Document passage:
******************************

PhD Projects on offer
Dissecting the molecular mechanisms of extraembryonic endoderm differentiation
Supervisor: Dr. Kathy Niakan
Transcription factors function to regulate gene expression and the modulation of these factors can direct the differentiation of stem cells to differentiated cells and revert differentiated cells back to stem cells. Oct4, Nanog, and Sox2 form the core of a transcription factor network that promotes embryonic stem cell (ESC) pluripotency and self-renewal while simultaneously repressing genes required for differentiation. Although the function of the Oct4/Nanog/Sox2 network in promoting pluripotency is well described, how other transcription factors act to disrupt it and induce differentiation is poorly understood. We seek to define the molecular hierarchy that acts during the transdifferentiation of extraembryonic endoderm (XEN) cells from ESCs. We have established inducible ESCs for endoderm transcription factors. These inducible cell lines will be used to test the sufficiency of the transcription factors to drive XEN cell transdifferentiation. Time-course analysis of gene and protein expression changes following transcription factor overexpression will allow us to determine the order of molecular events during the differentiation process and to address why some transcription factors fail to induce a XEN cell switch. These will form the basis of future hypotheses about the role of specific genes in driving XEN cell lineage restriction and may ultimately facilitate our efforts to direct differentiation towards therapeutically relevant cells to model and treat diseases.
This project will address the following questions: Which molecular mechanisms are involved in embryonic stem cell to extraembryonic endoderm differentiation? How does stem cell state and signaling influence lineage decisions? Are there conserved mechanisms in human and mouse extraembryonic differentiation?

******************************

Saved data entries
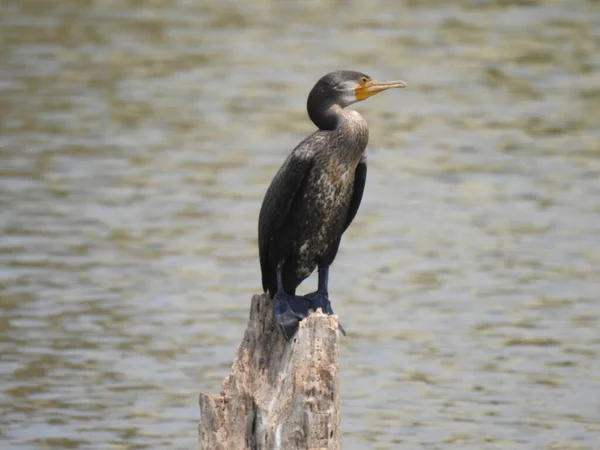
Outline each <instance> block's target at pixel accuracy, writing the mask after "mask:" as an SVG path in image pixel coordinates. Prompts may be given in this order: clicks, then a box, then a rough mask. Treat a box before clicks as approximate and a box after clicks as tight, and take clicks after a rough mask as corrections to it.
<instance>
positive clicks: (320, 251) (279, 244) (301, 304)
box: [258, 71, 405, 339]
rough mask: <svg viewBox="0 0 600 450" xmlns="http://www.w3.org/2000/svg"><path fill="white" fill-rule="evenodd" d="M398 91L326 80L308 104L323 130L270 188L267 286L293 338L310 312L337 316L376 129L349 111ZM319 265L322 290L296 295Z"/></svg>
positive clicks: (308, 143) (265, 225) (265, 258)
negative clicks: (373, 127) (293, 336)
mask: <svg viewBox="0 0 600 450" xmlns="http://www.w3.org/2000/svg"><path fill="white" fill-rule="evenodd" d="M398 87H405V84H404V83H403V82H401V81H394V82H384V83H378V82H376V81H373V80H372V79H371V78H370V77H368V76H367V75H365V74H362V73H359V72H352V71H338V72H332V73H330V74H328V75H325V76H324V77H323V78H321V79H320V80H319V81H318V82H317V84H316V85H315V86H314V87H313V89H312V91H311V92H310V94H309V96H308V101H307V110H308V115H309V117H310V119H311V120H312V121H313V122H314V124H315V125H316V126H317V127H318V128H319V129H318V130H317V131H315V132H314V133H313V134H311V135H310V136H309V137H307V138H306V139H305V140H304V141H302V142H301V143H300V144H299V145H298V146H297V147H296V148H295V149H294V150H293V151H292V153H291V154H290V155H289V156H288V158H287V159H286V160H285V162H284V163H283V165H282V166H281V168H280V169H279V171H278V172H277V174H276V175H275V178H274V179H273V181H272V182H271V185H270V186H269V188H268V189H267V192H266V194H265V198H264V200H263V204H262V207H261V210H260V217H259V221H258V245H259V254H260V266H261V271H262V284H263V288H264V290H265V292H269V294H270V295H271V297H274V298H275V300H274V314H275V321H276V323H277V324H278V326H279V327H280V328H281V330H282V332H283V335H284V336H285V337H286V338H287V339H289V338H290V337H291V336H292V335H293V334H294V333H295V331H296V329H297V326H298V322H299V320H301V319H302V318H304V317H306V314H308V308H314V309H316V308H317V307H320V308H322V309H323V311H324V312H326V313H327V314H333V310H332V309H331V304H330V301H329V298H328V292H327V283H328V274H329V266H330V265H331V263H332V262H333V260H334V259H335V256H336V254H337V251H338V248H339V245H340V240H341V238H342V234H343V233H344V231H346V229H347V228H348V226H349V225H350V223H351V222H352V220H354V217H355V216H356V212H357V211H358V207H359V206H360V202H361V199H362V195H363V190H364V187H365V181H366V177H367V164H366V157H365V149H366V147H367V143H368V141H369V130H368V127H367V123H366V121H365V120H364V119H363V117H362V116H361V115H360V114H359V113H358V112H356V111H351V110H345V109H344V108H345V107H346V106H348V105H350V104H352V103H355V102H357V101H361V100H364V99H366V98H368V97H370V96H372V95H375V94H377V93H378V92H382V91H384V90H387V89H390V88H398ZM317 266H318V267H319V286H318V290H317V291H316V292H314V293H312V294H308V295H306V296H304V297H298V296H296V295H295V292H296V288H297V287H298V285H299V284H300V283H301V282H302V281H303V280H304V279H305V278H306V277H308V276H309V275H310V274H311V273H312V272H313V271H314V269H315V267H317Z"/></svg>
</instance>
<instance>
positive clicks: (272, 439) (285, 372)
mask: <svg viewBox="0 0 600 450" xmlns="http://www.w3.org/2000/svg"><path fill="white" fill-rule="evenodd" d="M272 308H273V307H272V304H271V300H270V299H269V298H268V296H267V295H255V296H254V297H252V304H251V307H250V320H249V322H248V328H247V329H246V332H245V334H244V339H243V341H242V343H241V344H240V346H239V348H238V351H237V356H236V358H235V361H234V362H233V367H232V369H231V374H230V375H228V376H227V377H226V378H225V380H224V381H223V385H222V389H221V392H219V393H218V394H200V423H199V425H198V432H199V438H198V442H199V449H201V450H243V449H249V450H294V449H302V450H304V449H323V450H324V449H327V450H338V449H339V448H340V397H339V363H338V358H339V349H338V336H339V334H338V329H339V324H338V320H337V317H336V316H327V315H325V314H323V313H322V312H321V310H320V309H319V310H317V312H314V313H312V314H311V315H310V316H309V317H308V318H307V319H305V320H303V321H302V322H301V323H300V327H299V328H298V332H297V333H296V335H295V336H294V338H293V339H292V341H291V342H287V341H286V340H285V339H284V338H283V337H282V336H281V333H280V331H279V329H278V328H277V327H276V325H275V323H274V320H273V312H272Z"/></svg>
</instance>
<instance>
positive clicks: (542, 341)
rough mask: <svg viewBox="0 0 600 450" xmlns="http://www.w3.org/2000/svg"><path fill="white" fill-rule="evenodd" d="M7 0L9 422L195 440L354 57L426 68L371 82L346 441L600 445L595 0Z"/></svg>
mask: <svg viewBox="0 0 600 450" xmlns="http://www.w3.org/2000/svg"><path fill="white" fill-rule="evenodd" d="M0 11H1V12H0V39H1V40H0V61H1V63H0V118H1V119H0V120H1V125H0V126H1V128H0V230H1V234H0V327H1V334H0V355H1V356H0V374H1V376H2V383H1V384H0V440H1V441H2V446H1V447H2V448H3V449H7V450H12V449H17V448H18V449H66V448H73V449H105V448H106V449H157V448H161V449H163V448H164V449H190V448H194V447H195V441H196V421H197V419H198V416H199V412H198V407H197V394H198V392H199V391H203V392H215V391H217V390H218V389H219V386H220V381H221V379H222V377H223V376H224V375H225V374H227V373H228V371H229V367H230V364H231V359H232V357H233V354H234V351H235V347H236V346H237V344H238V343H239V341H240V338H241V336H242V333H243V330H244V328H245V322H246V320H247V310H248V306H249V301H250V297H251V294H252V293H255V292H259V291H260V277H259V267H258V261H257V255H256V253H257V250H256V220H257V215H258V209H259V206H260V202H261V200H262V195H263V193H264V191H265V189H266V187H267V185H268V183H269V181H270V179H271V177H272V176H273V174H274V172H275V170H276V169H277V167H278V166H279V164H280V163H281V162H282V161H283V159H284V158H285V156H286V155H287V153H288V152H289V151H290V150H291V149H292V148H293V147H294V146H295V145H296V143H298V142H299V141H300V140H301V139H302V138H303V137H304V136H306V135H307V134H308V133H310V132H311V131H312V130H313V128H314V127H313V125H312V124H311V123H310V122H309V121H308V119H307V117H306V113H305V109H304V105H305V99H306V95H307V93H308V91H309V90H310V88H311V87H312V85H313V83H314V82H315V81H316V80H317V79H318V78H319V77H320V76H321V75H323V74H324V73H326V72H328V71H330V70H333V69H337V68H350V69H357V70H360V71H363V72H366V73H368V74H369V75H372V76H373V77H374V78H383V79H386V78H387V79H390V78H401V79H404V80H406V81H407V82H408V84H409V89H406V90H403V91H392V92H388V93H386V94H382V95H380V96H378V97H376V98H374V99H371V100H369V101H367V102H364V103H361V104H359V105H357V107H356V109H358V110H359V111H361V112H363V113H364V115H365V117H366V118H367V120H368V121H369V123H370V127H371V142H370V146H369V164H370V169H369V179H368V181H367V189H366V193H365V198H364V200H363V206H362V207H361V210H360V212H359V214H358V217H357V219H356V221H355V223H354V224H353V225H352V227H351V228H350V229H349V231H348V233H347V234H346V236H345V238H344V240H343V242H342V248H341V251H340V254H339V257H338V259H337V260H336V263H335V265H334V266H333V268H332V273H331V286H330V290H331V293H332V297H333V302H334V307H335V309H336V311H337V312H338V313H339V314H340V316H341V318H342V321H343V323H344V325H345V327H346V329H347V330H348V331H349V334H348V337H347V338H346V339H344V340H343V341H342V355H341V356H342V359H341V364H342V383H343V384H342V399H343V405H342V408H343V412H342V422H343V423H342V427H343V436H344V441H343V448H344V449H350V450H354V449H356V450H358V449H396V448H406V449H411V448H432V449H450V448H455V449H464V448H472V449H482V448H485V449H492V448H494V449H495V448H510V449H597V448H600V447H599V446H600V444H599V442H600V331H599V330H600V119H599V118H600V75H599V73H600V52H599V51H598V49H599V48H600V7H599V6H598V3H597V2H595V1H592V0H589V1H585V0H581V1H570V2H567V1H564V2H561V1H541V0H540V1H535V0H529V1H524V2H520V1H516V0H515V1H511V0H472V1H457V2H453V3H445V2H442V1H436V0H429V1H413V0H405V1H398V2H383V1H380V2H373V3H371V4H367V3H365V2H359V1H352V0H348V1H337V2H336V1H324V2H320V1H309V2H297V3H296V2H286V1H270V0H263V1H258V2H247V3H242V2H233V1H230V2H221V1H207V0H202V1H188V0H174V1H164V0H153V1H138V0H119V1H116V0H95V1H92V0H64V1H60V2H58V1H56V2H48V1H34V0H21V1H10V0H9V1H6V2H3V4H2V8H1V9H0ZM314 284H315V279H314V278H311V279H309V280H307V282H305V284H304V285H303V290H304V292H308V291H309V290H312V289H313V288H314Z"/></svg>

******************************

Exercise objective: Revise the project description between "This project will" and "mouse extraembryonic differentiation?", inclusive, so that "rat" takes the place of "mouse".

Result below:
This project will address the following questions: Which molecular mechanisms are involved in embryonic stem cell to extraembryonic endoderm differentiation? How does stem cell state and signaling influence lineage decisions? Are there conserved mechanisms in human and rat extraembryonic differentiation?